**TEXT PROVIDED:**
○ ○ ○ ○ ○ ○ ○

Terrell Bynum

Profile
- Position: Wide receiver

Personal information
- Born: August 3, 1998 (age 27) Long Beach, California, U.S.
- Listed height: 6 ft 0 in (1.83 m)
- Listed weight: 188 lb (85 kg)

Career information
- High school: St. John Bosco (CA) (2013, 2016) Servite (CA) (2014–2015)
- College: Washington (2017–2021) USC (2022)
- NFL draft: 2023: undrafted

Career history
- Los Angeles Chargers (2023); Indianapolis Colts (2024)*; Las Vegas Raiders (2024)*;
- * Offseason or practice squad member only

Career NFL statistics as of 2023
- Games played: 1
- Stats at Pro Football Reference

= Terrell Bynum (American football) =

American football player (born 1998)

Terrell Bynum (born August 3, 1998) is an American professional football wide receiver. He played college football for the Washington Huskies and USC Trojans and was signed by the Los Angeles Chargers as an undrafted free agent in .

==Early life==
Bynum was born on August 3, 1998, in Long Beach, California. A football and track and field athlete, he attended St. John Bosco High School as a freshman before transferring to Servite High School as a sophomore. He recorded 31 receptions for 391 yards and five touchdowns at Servite his first year there before then having 39 catches for 611 yards and three scores the next season, being named first-team All-Trinity League.

○ ○ ○ ○ ○ ○ ○

**RECORDS:**
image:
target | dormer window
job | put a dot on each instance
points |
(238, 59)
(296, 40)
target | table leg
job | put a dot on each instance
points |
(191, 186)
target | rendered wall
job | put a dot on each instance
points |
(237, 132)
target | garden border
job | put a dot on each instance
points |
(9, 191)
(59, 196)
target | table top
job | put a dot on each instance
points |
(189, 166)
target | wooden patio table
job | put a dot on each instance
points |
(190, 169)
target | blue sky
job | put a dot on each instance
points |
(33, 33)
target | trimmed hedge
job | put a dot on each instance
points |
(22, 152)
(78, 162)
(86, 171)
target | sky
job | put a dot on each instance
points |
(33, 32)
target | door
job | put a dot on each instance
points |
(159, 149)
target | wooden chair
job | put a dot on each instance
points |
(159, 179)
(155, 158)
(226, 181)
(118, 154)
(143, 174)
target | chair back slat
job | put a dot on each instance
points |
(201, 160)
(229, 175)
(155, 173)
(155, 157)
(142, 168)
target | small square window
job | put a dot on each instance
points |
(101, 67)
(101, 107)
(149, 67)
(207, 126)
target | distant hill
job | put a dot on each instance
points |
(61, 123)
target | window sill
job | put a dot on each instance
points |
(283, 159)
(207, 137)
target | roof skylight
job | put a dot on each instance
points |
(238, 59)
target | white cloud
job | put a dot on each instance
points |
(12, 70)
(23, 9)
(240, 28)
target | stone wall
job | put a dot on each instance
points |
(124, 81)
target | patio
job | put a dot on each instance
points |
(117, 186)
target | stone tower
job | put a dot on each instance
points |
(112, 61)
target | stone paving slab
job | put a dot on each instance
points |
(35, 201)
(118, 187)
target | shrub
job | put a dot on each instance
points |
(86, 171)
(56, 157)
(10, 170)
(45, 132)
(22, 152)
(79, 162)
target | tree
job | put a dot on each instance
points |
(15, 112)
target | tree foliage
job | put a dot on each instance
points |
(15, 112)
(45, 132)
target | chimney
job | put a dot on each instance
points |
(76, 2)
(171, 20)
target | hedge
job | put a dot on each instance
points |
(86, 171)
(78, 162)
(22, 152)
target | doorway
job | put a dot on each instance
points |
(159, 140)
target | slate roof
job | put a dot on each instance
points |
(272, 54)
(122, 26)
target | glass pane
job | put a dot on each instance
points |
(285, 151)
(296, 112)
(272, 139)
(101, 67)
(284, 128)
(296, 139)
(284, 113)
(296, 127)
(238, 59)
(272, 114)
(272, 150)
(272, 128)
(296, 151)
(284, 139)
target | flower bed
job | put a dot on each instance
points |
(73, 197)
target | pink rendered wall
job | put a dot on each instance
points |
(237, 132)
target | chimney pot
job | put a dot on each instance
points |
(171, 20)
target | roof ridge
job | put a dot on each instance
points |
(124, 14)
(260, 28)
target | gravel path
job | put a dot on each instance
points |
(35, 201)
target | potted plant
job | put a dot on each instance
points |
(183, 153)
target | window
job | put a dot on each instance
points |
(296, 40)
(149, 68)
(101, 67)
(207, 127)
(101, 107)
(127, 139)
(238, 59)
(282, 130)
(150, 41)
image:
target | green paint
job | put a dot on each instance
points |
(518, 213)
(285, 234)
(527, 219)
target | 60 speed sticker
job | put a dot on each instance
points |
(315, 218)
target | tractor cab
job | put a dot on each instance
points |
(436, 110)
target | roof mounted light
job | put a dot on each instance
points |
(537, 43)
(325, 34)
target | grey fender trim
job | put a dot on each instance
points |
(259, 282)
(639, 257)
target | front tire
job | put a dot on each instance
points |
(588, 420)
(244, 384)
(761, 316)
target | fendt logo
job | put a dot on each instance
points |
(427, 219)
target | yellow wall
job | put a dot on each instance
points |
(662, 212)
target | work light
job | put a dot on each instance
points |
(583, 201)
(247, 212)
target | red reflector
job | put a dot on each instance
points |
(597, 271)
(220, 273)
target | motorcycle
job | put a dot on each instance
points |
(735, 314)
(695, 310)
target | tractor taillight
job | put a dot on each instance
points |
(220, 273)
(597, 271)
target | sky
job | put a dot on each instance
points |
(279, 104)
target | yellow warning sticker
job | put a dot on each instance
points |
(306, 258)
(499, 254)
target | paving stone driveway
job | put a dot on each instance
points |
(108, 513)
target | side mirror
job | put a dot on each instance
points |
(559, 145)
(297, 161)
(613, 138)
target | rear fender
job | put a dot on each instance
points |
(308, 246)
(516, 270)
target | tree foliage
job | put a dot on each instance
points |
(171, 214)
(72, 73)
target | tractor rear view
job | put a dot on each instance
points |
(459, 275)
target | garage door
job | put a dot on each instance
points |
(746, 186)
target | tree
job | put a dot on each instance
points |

○ ○ ○ ○ ○ ○ ○

Extend the article on football player Terrell Bynum, starting after its final sentence.

Bynum returned to St. John as a senior and won another first-team All-Trinity League selection, helping the school have a 13–2 record, the southern section title and open division state championship while posting 58 catches for 737 yards and seven scores. Bynum was named a PrepStar All-American, a top-100 western recruit by the Tacoma News-Tribune, played in the Polynesian Bowl and was ranked the 34th-best wide receiver in the nation, as well as the 243rd-best player overall according to Scout.com. A four-star recruit, he committed to play college football for the Washington Huskies over various other offers.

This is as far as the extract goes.